#### EXTRACT
In exemplary devices, the intermediate layer includes a ceramic material incorporated within a binder. The binder may be characterized by a glass transition temperature above about 100° C. The binder may include one or more of a polyimide, a polyamide, a polyamide imide, or an aramid. The ceramic material may be greater than or about 50 wt. % of the intermediate layer. The ceramic material may be or include a compound including an element selected from the group consisting of aluminum, boron, magnesium, silicon, titanium, yttrium, and zirconium. The adhesive layer may be or include an acrylate or polyvinylidene fluoride (“PVDF”). The adhesive layer may be disposed on the intermediate layer in a discontinuous coating.

The present technology also encompasses battery separators, which may include a polymeric material having a first surface and a second surface opposite the first surface. The separators may include a first intermediate layer and a second intermediate layer. Each intermediate layer may include a ceramic admixed with a binder. The first intermediate layer may be positioned adjacent the first surface of the polymeric base along a first surface of the intermediate layer. The second intermediate layer may be positioned adjacent the second surface of the polymeric base along a first surface of the intermediate layer. The separators may also include an adhesive disposed on each of the first intermediate layer and the second intermediate layer. The adhesive may be disposed on a second surface of the intermediate layers opposite the first surfaces of the intermediate layers.
########
#### EXTRACTED DATA
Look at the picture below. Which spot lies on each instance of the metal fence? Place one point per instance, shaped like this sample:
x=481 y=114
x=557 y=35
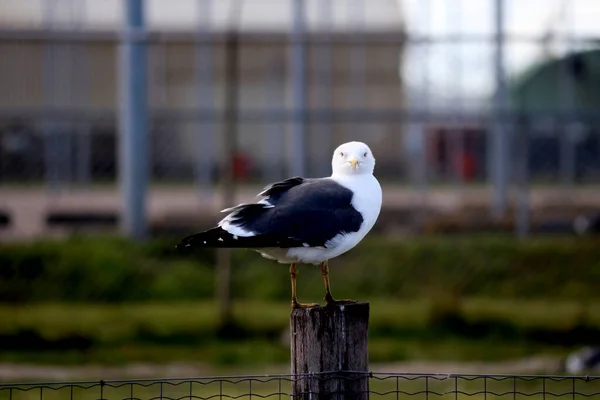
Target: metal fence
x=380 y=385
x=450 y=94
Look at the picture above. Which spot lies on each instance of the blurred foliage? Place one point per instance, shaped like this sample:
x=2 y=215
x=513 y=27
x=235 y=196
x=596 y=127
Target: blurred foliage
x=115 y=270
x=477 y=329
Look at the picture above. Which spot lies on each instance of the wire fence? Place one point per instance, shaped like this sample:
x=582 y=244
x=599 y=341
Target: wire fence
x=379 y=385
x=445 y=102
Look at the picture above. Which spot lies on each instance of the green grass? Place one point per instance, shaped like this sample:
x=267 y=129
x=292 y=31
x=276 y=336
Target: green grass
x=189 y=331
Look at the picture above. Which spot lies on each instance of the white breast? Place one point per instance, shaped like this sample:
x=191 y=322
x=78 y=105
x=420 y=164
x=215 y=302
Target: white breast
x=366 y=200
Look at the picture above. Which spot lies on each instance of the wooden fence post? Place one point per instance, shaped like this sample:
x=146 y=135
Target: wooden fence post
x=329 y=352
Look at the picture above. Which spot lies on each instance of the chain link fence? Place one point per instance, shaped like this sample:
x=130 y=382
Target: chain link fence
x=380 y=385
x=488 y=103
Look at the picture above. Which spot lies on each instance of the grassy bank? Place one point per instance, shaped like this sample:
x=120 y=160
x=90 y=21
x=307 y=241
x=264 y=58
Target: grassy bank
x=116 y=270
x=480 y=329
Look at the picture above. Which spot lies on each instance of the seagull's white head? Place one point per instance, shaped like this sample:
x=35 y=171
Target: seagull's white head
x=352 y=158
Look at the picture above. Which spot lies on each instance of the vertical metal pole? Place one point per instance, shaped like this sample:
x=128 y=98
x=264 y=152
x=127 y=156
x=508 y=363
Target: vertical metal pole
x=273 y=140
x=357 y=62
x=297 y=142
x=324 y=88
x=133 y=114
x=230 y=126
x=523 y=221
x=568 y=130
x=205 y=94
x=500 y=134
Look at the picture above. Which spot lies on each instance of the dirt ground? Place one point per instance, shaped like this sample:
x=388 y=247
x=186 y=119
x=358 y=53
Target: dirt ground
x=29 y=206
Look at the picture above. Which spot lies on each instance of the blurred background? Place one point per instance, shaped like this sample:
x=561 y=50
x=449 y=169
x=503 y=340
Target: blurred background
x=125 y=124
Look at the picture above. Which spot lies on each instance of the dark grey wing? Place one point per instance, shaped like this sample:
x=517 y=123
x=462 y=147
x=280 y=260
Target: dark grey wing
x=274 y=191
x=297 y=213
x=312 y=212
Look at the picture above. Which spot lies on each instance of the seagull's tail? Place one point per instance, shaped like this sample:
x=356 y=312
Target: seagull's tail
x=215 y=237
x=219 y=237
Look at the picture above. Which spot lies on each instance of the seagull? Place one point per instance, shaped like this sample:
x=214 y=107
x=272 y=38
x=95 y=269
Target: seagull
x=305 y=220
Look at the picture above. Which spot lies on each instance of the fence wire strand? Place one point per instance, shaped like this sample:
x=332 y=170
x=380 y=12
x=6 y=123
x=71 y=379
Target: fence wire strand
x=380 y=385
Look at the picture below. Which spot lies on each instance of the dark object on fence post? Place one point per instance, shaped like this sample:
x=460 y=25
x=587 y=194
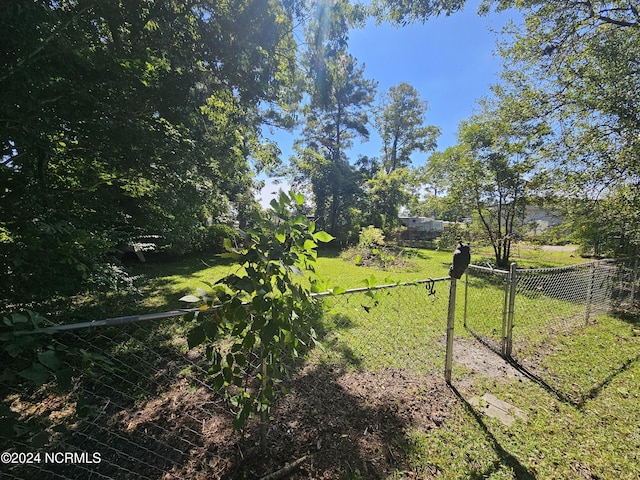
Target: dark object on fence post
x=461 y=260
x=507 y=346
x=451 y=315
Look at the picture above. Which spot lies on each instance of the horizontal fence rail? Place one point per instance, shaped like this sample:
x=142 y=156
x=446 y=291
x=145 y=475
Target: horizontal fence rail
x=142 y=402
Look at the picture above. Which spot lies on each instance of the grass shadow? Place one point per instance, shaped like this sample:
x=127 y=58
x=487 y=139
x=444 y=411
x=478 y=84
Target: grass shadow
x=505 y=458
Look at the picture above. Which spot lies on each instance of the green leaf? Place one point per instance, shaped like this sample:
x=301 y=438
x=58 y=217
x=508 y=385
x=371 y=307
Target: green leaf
########
#### EXTRACTED DATA
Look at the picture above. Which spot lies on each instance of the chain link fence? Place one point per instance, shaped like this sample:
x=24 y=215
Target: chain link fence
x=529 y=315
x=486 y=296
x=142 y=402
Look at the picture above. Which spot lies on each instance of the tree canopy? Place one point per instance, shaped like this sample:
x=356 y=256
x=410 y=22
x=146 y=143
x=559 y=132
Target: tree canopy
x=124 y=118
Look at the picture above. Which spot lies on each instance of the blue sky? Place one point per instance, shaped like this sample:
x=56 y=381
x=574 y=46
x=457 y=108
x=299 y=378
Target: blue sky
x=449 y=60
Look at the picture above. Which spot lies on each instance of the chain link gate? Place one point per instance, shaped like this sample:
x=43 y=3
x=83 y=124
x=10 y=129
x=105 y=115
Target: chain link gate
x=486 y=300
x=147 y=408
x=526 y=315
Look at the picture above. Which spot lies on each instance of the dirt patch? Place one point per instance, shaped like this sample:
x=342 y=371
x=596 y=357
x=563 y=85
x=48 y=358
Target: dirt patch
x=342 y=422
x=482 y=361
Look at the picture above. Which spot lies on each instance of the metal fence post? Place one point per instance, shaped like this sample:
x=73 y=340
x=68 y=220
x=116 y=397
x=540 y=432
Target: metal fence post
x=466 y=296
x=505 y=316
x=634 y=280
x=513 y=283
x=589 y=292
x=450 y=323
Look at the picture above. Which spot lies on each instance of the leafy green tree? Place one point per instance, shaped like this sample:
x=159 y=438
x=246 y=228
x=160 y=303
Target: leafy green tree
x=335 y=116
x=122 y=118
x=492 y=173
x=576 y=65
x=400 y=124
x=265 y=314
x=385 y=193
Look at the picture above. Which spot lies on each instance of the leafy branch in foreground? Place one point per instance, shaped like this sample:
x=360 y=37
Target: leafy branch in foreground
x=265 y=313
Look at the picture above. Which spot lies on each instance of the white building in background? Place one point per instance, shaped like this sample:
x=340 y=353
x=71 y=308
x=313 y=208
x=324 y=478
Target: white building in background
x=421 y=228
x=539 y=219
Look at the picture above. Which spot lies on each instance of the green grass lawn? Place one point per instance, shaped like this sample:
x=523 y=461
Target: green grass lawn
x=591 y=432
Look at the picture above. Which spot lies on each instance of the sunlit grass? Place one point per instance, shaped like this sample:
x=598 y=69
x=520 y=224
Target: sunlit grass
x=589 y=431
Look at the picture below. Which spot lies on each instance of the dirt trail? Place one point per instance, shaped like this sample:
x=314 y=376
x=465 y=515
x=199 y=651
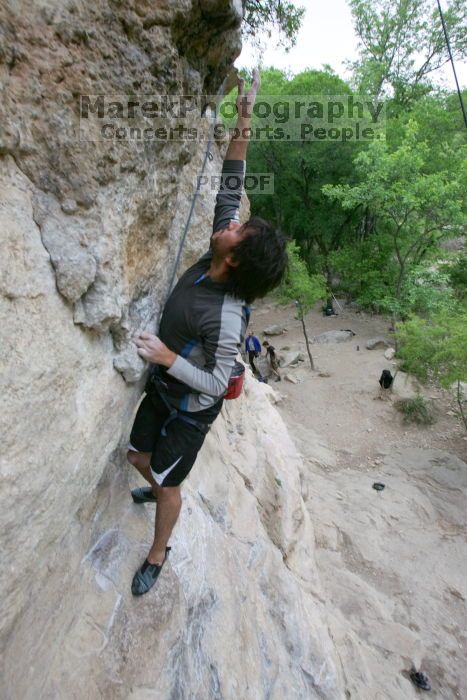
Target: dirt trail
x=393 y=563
########
* WRITTEN EXERCISE
Write out the stretch of the battery separator passage from "In exemplary devices, the" through "a discontinuous coating.". The entries are not needed for anything asked here.

* THE REPLY
In exemplary devices, the intermediate layer includes a ceramic material incorporated within a binder. The binder may be characterized by a glass transition temperature above about 100° C. The binder may include one or more of a polyimide, a polyamide, a polyamide imide, or an aramid. The ceramic material may be greater than or about 50 wt. % of the intermediate layer. The ceramic material may be or include a compound including an element selected from the group consisting of aluminum, boron, magnesium, silicon, titanium, yttrium, and zirconium. The adhesive layer may be or include an acrylate or polyvinylidene fluoride (“PVDF”). The adhesive layer may be disposed on the intermediate layer in a discontinuous coating.